TASK DETAILS.
Output the material below as a Markdown table with the columns Index and Entry, numbering each row and skipping blank lines. Include only the lines starting at the one containing "Locate every instance of the soccer" and ending at the end of the material.

--- start of DATA TO USE ---

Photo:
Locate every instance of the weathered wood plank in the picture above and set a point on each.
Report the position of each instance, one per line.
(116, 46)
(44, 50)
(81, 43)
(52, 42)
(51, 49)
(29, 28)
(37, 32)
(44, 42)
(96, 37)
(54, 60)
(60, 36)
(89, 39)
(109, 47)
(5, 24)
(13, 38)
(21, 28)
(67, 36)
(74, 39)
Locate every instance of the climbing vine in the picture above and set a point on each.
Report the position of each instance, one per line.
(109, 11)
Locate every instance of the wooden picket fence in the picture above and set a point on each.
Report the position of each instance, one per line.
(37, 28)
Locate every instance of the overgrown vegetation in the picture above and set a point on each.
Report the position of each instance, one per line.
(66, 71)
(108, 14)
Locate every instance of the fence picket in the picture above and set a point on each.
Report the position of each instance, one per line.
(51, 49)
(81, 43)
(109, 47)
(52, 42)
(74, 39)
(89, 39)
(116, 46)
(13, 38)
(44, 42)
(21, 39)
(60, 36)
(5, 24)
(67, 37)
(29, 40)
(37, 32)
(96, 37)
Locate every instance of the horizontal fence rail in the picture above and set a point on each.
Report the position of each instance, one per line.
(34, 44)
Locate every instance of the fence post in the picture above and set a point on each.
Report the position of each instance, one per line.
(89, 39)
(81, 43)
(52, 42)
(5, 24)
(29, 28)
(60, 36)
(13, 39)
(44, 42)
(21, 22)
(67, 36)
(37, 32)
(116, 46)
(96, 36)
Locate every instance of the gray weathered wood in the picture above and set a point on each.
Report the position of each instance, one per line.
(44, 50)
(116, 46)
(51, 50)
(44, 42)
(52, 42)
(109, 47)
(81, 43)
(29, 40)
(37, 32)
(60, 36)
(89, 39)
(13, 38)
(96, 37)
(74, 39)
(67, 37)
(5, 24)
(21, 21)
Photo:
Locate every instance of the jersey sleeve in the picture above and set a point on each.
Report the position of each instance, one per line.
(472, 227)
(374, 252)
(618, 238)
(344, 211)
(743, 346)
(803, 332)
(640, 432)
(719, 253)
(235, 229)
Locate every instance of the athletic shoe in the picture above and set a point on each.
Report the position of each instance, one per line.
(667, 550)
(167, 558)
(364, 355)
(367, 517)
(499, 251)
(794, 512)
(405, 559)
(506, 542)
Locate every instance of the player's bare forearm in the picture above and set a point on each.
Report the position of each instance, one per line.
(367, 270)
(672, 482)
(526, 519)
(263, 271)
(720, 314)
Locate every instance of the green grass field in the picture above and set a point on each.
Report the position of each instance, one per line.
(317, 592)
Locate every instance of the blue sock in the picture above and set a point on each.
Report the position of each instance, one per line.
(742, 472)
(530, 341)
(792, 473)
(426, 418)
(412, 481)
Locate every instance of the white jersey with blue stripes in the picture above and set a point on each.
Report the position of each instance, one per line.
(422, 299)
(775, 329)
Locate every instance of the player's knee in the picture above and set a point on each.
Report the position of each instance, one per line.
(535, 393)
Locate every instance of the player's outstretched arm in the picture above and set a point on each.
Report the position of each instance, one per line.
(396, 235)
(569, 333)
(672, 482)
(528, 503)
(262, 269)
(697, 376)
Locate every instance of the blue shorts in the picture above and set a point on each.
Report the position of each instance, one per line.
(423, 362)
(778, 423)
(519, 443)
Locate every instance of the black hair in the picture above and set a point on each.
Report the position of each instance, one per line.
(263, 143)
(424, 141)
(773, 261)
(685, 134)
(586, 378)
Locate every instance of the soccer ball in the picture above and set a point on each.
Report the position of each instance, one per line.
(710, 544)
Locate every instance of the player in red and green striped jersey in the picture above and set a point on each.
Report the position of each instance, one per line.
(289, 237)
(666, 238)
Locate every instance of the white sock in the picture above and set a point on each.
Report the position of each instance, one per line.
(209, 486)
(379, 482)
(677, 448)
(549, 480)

--- end of DATA TO USE ---

RIGHT ANSWER.
| Index | Entry |
|---|---|
| 1 | Locate every instance of the soccer ball in the picture above and set a point on each. |
| 2 | Report the position of each instance, one per line. |
| 3 | (710, 544) |
| 4 | Locate every instance of the player in red and green striped jersey in the picture above and set a point on each. |
| 5 | Report the position of each instance, one per line. |
| 6 | (289, 237) |
| 7 | (666, 238) |
| 8 | Locate every instance of the white sock in the picture above and set a point on each. |
| 9 | Report the position of each instance, one per line. |
| 10 | (209, 486) |
| 11 | (379, 482) |
| 12 | (677, 448) |
| 13 | (549, 480) |